Passage provided –
Expanding the zebrafish reference genome

Zebrafish regulatory resources need to be continually improved to serve as an up-to-date resource for the user community. Adding enhancers identified in zebrafish adult tissues (Yang et al., 2020) to the DANIO-CODE database is in progress at the time of writing this article. Furthermore, integration of recently acquired high-resolution chromatin conformation datasets and fast-expanding non-coding RNA annotations is also planned by the DANIO-CODE partners. The zebrafish reference genome is in its 11th iteration (Genome Reference Consortium Zebrafish Build 11 GRCz11); however, an end-to-end full-length reference genome has yet to be achieved. To this end, long-read sequencing offers high-confidence assembly of repeat-rich sequences, as was shown by the finalised human genome (Nurk et al., 2022). In zebrafish, long-read sequencing was applied to improve the poorly assembled chromosome 4 and has filled some gaps in the current reference genome (Yang et al., 2020; Chernyavskaya et al., 2022; Hadzhiev et al., 2023).

The zebrafish regulatory genomics resources will also benefit from improved standardisation of pipelines. The nf-core (Box 1) pipeline development project (Ewels et al., 2020) is being adapted by AQUA-FAANG (https://www.aqua-faang.eu/), which aims to annotate regulatory elements in farmed teleosts, including the cyprinid common carp. When published, AQUA-FAANG will offer lucrative teleost comparative genomic resources for zebrafish laboratories.

Raw data –
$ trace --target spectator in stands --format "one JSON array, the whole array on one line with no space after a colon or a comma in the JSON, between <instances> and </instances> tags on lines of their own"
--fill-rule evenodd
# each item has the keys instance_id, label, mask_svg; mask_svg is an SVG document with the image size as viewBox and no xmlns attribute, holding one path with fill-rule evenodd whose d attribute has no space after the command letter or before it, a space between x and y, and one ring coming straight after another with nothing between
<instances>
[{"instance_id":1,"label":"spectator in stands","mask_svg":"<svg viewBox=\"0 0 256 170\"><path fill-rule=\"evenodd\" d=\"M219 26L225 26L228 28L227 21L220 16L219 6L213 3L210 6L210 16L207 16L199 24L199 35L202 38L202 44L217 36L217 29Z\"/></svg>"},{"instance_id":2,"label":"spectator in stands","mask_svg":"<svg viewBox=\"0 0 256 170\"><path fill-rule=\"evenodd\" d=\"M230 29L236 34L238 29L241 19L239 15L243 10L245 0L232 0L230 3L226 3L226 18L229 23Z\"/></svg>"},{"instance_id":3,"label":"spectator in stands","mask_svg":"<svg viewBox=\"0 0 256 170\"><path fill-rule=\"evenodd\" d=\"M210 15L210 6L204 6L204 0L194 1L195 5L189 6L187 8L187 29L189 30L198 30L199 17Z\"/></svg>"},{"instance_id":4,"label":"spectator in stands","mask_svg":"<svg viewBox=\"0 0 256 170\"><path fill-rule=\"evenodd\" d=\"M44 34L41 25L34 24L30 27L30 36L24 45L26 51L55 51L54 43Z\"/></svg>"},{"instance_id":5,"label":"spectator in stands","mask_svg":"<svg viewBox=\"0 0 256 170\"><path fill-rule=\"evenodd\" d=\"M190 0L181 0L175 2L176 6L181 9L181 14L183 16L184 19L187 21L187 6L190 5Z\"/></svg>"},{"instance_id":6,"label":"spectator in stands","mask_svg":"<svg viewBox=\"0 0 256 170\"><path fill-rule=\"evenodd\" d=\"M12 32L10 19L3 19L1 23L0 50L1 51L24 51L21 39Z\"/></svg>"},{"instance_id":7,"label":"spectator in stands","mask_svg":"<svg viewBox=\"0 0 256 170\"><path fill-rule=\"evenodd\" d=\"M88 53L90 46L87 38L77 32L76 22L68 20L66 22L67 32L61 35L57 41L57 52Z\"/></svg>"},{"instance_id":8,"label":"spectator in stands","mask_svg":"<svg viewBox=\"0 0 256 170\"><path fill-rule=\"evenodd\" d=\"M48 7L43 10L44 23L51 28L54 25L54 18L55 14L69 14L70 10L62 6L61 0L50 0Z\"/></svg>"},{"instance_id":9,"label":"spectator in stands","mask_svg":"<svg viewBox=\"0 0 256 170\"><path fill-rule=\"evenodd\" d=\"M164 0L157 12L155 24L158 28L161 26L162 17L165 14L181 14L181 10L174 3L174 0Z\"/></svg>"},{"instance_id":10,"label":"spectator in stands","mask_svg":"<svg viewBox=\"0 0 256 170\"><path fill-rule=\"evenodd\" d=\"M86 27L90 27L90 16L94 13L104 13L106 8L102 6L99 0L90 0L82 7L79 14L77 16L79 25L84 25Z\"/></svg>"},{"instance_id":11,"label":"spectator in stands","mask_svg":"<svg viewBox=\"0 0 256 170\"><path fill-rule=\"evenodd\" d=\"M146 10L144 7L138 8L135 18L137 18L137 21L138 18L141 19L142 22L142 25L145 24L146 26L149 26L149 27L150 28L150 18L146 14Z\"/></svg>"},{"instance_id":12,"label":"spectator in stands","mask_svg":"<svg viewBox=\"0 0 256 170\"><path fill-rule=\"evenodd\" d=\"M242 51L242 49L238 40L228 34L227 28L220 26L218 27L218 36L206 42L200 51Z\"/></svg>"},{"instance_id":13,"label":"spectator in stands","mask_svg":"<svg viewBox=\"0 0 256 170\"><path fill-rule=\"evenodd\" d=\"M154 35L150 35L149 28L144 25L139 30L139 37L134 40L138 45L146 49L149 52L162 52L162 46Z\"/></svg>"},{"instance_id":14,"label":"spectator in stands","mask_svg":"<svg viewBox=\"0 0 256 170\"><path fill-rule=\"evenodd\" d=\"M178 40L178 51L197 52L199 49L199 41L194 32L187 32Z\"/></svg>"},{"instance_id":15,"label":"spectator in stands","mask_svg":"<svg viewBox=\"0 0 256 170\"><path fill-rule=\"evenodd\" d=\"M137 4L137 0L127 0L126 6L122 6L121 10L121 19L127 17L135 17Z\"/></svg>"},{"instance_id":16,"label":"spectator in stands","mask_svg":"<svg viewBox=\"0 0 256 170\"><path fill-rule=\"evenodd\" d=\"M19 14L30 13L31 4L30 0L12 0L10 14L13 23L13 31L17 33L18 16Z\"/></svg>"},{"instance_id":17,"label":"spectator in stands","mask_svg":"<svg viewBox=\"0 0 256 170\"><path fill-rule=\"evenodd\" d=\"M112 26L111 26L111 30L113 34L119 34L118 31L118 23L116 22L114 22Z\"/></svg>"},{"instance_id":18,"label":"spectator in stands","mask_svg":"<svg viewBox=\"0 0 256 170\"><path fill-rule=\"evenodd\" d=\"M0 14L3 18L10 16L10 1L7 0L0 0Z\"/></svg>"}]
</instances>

Actions to take –
1. Print the part of the zebrafish genome passage above between "The zebrafish regulatory" and "for zebrafish laboratories.", inclusive.
2. According to the zebrafish genome passage, which zebrafish chromosome was long-read sequencing used to improve?

Responses in order –
1.
The zebrafish regulatory genomics resources will also benefit from improved standardisation of pipelines. The nf-core (Box 1) pipeline development project (Ewels et al., 2020) is being adapted by AQUA-FAANG (https://www.aqua-faang.eu/), which aims to annotate regulatory elements in farmed teleosts, including the cyprinid common carp. When published, AQUA-FAANG will offer lucrative teleost comparative genomic resources for zebrafish laboratories.

2. Chromosome 4, which was poorly assembled.